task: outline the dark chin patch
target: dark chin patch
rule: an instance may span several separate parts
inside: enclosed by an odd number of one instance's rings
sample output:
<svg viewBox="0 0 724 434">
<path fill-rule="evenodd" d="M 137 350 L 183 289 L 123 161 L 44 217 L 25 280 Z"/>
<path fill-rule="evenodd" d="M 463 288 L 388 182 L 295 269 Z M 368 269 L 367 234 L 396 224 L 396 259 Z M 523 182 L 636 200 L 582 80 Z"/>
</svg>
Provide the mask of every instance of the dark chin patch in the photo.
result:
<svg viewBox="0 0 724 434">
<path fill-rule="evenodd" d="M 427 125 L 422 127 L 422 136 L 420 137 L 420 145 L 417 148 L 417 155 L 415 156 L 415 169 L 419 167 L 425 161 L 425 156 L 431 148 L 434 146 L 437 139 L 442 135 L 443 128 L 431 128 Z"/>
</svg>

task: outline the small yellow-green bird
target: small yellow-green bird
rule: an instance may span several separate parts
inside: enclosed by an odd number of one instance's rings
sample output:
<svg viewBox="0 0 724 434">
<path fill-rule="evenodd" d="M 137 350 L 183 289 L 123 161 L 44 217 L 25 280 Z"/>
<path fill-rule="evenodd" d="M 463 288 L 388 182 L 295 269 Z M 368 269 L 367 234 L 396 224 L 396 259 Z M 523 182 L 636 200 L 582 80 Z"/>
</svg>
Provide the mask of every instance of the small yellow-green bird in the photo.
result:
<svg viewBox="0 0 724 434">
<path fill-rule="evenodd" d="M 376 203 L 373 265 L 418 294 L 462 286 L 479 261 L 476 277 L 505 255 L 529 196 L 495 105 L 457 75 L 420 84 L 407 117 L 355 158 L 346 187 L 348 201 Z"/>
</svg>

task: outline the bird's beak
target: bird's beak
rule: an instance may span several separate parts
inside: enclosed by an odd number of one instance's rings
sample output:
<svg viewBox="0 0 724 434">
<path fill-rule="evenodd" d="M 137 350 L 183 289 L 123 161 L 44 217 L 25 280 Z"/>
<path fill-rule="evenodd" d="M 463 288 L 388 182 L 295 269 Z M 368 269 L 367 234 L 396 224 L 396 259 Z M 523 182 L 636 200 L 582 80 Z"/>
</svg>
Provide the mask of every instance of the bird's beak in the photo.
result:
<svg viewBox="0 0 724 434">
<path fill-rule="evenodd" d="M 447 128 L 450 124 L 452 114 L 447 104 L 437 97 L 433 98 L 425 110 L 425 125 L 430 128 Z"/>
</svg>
════════════════════
• Written instruction
Please rewrite the whole listing above with "photo" replaced by "image" everywhere it appears, leaving all other text unchanged.

• Result for this exercise
task: outline the dark chin patch
target: dark chin patch
rule: an instance may span several separate parts
inside: enclosed by an odd number of one instance's rings
sample output:
<svg viewBox="0 0 724 434">
<path fill-rule="evenodd" d="M 137 350 L 183 289 L 123 161 L 44 217 L 25 280 Z"/>
<path fill-rule="evenodd" d="M 463 288 L 388 182 L 295 269 Z M 368 269 L 367 234 L 396 224 L 396 259 Z M 523 182 L 636 200 L 582 80 Z"/>
</svg>
Provide the mask of every instance of the dark chin patch in the image.
result:
<svg viewBox="0 0 724 434">
<path fill-rule="evenodd" d="M 427 125 L 422 127 L 422 136 L 420 137 L 420 145 L 417 148 L 417 155 L 415 156 L 415 169 L 419 167 L 425 161 L 425 156 L 431 148 L 434 146 L 437 139 L 442 135 L 443 128 L 431 128 Z"/>
</svg>

task: outline the small yellow-green bird
target: small yellow-green bird
rule: an instance may span several separate parts
inside: enclosed by an odd number of one instance's rings
sample output:
<svg viewBox="0 0 724 434">
<path fill-rule="evenodd" d="M 137 350 L 183 289 L 123 161 L 44 217 L 25 280 Z"/>
<path fill-rule="evenodd" d="M 463 288 L 388 182 L 295 269 Z M 368 269 L 367 234 L 396 224 L 396 259 Z M 523 182 L 636 200 L 582 80 Z"/>
</svg>
Provide the mask of every instance of the small yellow-green bird in the image.
result:
<svg viewBox="0 0 724 434">
<path fill-rule="evenodd" d="M 376 203 L 373 265 L 418 294 L 462 286 L 479 261 L 476 277 L 505 255 L 529 196 L 495 105 L 457 75 L 420 84 L 407 117 L 355 158 L 346 187 L 348 201 Z"/>
</svg>

task: outline the bird's beak
target: bird's beak
rule: an instance may span several separate parts
inside: enclosed by an odd number of one instance's rings
sample output:
<svg viewBox="0 0 724 434">
<path fill-rule="evenodd" d="M 137 350 L 183 289 L 123 161 L 44 217 L 25 280 Z"/>
<path fill-rule="evenodd" d="M 463 288 L 388 182 L 295 269 Z M 368 269 L 367 234 L 396 224 L 396 259 Z M 523 182 L 636 200 L 582 80 Z"/>
</svg>
Provide the mask of every instance of the bird's beak in the image.
result:
<svg viewBox="0 0 724 434">
<path fill-rule="evenodd" d="M 447 128 L 450 124 L 452 114 L 447 104 L 437 97 L 433 98 L 425 110 L 425 125 L 430 128 Z"/>
</svg>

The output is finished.